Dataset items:
■ ■ ■

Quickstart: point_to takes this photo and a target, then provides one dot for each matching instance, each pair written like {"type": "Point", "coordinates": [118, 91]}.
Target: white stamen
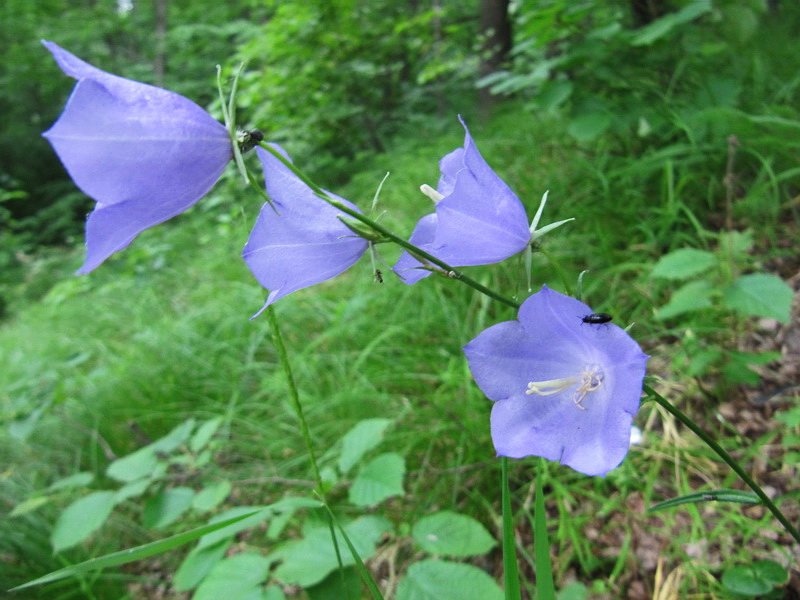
{"type": "Point", "coordinates": [590, 380]}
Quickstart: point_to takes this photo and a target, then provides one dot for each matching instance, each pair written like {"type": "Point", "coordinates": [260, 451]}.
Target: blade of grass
{"type": "Point", "coordinates": [132, 554]}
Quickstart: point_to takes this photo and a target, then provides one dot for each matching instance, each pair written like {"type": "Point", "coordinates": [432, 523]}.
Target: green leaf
{"type": "Point", "coordinates": [211, 495]}
{"type": "Point", "coordinates": [379, 479]}
{"type": "Point", "coordinates": [136, 465]}
{"type": "Point", "coordinates": [745, 581]}
{"type": "Point", "coordinates": [694, 295]}
{"type": "Point", "coordinates": [81, 479]}
{"type": "Point", "coordinates": [434, 580]}
{"type": "Point", "coordinates": [133, 554]}
{"type": "Point", "coordinates": [308, 561]}
{"type": "Point", "coordinates": [204, 434]}
{"type": "Point", "coordinates": [132, 489]}
{"type": "Point", "coordinates": [761, 295]}
{"type": "Point", "coordinates": [362, 438]}
{"type": "Point", "coordinates": [336, 586]}
{"type": "Point", "coordinates": [29, 505]}
{"type": "Point", "coordinates": [683, 264]}
{"type": "Point", "coordinates": [80, 519]}
{"type": "Point", "coordinates": [166, 506]}
{"type": "Point", "coordinates": [450, 533]}
{"type": "Point", "coordinates": [238, 577]}
{"type": "Point", "coordinates": [198, 563]}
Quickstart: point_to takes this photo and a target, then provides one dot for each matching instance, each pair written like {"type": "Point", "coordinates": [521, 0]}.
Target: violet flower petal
{"type": "Point", "coordinates": [589, 429]}
{"type": "Point", "coordinates": [143, 153]}
{"type": "Point", "coordinates": [479, 221]}
{"type": "Point", "coordinates": [304, 242]}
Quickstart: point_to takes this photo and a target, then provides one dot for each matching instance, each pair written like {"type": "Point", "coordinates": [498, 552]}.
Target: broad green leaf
{"type": "Point", "coordinates": [434, 580]}
{"type": "Point", "coordinates": [337, 585]}
{"type": "Point", "coordinates": [694, 295]}
{"type": "Point", "coordinates": [237, 577]}
{"type": "Point", "coordinates": [198, 563]}
{"type": "Point", "coordinates": [204, 434]}
{"type": "Point", "coordinates": [80, 519]}
{"type": "Point", "coordinates": [132, 489]}
{"type": "Point", "coordinates": [308, 561]}
{"type": "Point", "coordinates": [683, 264]}
{"type": "Point", "coordinates": [132, 554]}
{"type": "Point", "coordinates": [760, 295]}
{"type": "Point", "coordinates": [81, 479]}
{"type": "Point", "coordinates": [165, 507]}
{"type": "Point", "coordinates": [362, 438]}
{"type": "Point", "coordinates": [744, 580]}
{"type": "Point", "coordinates": [29, 505]}
{"type": "Point", "coordinates": [447, 532]}
{"type": "Point", "coordinates": [136, 465]}
{"type": "Point", "coordinates": [211, 495]}
{"type": "Point", "coordinates": [379, 479]}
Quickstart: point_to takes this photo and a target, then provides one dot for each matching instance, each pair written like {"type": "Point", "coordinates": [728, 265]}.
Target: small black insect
{"type": "Point", "coordinates": [597, 318]}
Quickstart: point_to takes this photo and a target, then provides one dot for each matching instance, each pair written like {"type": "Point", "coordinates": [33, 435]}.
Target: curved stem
{"type": "Point", "coordinates": [294, 395]}
{"type": "Point", "coordinates": [450, 271]}
{"type": "Point", "coordinates": [729, 460]}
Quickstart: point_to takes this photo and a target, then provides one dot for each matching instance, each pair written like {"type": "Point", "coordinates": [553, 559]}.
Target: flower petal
{"type": "Point", "coordinates": [551, 346]}
{"type": "Point", "coordinates": [304, 242]}
{"type": "Point", "coordinates": [143, 153]}
{"type": "Point", "coordinates": [480, 220]}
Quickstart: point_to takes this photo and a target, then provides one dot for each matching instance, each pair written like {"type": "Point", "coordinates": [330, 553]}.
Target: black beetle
{"type": "Point", "coordinates": [597, 318]}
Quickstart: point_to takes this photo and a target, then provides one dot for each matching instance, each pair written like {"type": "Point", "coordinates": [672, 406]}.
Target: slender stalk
{"type": "Point", "coordinates": [510, 571]}
{"type": "Point", "coordinates": [727, 458]}
{"type": "Point", "coordinates": [293, 394]}
{"type": "Point", "coordinates": [450, 271]}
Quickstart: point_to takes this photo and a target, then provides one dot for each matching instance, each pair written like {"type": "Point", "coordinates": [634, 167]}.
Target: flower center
{"type": "Point", "coordinates": [589, 380]}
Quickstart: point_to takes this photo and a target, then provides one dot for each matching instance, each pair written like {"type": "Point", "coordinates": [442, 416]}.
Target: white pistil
{"type": "Point", "coordinates": [590, 380]}
{"type": "Point", "coordinates": [430, 192]}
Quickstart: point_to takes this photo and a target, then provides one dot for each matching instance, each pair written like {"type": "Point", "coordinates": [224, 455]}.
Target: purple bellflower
{"type": "Point", "coordinates": [299, 241]}
{"type": "Point", "coordinates": [143, 153]}
{"type": "Point", "coordinates": [478, 219]}
{"type": "Point", "coordinates": [563, 389]}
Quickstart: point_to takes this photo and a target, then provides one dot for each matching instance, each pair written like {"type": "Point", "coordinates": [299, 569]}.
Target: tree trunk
{"type": "Point", "coordinates": [495, 30]}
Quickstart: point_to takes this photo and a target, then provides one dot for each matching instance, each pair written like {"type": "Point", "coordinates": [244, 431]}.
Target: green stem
{"type": "Point", "coordinates": [729, 460]}
{"type": "Point", "coordinates": [450, 271]}
{"type": "Point", "coordinates": [510, 571]}
{"type": "Point", "coordinates": [294, 395]}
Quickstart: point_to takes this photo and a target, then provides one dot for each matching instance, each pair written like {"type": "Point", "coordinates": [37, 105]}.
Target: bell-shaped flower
{"type": "Point", "coordinates": [564, 388]}
{"type": "Point", "coordinates": [299, 241]}
{"type": "Point", "coordinates": [144, 154]}
{"type": "Point", "coordinates": [478, 219]}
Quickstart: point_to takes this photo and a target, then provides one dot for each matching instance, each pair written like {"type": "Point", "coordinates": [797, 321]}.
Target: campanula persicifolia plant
{"type": "Point", "coordinates": [565, 382]}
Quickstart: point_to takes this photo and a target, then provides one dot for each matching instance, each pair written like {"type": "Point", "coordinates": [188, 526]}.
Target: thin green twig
{"type": "Point", "coordinates": [729, 460]}
{"type": "Point", "coordinates": [295, 397]}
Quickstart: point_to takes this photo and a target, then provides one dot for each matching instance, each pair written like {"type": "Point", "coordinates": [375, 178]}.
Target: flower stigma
{"type": "Point", "coordinates": [591, 379]}
{"type": "Point", "coordinates": [430, 192]}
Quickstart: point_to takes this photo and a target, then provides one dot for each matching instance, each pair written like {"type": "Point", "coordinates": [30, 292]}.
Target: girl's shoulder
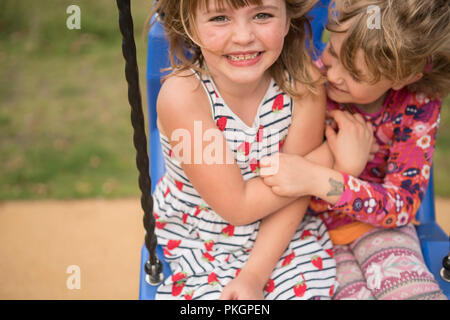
{"type": "Point", "coordinates": [180, 93]}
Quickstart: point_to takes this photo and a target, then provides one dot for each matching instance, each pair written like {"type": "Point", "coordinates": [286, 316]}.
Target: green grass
{"type": "Point", "coordinates": [65, 128]}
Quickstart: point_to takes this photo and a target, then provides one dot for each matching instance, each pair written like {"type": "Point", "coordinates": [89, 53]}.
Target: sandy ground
{"type": "Point", "coordinates": [47, 248]}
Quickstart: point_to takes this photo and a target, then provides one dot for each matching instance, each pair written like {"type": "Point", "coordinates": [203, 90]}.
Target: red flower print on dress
{"type": "Point", "coordinates": [300, 287]}
{"type": "Point", "coordinates": [228, 231]}
{"type": "Point", "coordinates": [278, 104]}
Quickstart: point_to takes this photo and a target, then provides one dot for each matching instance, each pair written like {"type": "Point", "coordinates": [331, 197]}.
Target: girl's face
{"type": "Point", "coordinates": [342, 87]}
{"type": "Point", "coordinates": [241, 44]}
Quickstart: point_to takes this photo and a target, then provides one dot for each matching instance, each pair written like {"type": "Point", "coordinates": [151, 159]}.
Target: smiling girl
{"type": "Point", "coordinates": [240, 69]}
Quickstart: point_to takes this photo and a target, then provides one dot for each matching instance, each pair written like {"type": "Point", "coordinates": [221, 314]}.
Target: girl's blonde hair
{"type": "Point", "coordinates": [178, 18]}
{"type": "Point", "coordinates": [413, 38]}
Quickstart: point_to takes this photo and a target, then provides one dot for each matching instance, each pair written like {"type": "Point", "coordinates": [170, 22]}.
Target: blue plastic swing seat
{"type": "Point", "coordinates": [434, 242]}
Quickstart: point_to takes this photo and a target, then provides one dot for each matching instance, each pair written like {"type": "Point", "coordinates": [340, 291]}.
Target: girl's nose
{"type": "Point", "coordinates": [334, 74]}
{"type": "Point", "coordinates": [243, 33]}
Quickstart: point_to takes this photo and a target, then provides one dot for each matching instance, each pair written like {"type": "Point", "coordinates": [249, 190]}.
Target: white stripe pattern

■ ■ ■

How many lines in the items above contain the word "white"? Reply with the number alone.

3